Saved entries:

[Start of section]

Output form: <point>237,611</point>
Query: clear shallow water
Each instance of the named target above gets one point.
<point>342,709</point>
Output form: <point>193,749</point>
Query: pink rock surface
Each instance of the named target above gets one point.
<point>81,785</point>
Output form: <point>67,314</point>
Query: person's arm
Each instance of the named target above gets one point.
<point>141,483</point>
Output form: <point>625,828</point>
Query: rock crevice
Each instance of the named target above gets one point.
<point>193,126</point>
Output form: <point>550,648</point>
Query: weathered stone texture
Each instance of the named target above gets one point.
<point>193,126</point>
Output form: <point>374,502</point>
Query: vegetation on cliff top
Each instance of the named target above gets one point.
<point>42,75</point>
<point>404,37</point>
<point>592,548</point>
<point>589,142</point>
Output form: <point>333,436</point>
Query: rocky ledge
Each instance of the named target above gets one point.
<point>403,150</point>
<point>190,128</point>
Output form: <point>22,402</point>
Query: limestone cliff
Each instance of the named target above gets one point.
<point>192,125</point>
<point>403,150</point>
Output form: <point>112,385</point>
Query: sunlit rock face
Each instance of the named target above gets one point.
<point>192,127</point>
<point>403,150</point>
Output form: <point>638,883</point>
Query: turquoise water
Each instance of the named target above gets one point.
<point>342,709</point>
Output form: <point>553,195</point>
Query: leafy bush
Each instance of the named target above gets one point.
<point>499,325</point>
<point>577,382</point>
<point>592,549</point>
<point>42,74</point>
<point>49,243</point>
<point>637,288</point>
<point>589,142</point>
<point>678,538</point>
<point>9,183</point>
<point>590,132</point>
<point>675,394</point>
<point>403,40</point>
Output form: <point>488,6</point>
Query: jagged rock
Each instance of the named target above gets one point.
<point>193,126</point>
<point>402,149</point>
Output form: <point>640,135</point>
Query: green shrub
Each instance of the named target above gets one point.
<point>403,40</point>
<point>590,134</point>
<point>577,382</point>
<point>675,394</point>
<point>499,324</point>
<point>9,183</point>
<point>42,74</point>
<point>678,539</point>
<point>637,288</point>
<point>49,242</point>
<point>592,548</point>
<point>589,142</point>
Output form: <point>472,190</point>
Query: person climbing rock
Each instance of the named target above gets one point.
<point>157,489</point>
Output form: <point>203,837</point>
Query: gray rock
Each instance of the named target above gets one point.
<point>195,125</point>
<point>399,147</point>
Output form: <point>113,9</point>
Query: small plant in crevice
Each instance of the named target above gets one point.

[End of section]

> _Your goal_
Taking the line with "Output form: <point>638,883</point>" as the first and the line with "Query: leafy bush" as the last, retype that stretch of the data above exactly, with no other lines.

> _Task solution_
Output form: <point>638,883</point>
Query: turquoise water
Each instance of the named target above gets one point.
<point>342,709</point>
Output form: <point>553,195</point>
Query: leafy bush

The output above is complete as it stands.